* _EXERCISE MATERIAL_:
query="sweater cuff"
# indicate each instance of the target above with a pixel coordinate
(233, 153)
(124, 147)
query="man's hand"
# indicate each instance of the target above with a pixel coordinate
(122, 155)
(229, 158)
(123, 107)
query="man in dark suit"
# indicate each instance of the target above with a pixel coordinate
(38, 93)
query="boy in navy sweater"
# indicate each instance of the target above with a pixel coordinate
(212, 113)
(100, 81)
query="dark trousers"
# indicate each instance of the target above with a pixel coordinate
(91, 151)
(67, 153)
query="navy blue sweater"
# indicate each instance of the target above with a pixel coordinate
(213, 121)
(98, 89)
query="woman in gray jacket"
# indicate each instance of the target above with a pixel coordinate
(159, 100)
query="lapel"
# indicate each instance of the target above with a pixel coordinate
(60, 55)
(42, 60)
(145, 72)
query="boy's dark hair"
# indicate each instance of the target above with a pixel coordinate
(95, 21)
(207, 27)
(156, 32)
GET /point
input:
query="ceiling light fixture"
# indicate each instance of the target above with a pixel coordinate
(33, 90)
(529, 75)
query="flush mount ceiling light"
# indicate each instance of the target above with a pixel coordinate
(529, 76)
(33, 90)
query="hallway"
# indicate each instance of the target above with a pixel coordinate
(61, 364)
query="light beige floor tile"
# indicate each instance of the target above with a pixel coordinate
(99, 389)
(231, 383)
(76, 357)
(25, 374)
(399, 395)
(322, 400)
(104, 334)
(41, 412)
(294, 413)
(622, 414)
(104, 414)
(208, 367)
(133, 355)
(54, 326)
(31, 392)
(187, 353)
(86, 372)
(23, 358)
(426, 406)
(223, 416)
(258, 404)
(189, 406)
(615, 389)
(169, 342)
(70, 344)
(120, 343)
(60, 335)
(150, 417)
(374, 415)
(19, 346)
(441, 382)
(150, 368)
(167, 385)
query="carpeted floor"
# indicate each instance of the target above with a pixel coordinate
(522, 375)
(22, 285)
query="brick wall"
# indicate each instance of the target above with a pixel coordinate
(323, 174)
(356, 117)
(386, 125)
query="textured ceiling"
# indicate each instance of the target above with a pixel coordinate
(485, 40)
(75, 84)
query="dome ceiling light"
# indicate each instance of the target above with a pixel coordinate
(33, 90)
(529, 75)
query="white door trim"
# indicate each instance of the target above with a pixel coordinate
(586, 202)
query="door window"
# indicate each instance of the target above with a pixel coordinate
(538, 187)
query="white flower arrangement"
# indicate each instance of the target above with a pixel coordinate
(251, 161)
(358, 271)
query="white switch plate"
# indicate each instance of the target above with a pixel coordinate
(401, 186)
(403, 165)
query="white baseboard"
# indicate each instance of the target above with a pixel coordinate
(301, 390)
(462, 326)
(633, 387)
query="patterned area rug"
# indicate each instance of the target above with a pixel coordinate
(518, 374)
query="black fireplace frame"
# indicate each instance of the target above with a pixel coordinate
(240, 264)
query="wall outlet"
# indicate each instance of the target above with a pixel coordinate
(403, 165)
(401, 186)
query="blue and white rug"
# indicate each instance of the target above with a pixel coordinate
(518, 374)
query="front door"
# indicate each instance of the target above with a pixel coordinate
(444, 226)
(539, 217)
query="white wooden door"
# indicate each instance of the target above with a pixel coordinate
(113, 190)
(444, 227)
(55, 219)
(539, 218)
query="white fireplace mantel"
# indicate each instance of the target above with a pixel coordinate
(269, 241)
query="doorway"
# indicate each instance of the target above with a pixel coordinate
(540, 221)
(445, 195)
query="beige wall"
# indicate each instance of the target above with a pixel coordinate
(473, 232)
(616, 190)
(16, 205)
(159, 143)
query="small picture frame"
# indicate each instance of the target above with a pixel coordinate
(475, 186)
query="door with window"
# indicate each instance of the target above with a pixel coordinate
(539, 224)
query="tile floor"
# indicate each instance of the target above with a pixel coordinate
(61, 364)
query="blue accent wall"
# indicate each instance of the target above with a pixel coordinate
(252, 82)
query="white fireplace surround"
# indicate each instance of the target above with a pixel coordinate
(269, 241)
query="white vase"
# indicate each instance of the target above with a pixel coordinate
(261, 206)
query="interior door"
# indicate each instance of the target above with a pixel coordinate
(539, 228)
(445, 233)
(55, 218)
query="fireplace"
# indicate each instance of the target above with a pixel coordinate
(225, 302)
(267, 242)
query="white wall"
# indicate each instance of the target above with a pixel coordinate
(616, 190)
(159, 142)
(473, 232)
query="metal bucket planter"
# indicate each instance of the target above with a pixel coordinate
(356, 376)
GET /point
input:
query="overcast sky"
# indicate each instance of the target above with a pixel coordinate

* _EXERCISE AIM_:
Filter the material above down to the lines containing the string "light", copying each one in full. Matching is case-sensitive.

* _FINAL ANSWER_:
query="ceiling light fixture"
query="flush mount ceiling light"
query="light beige floor tile"
query="dome ceiling light"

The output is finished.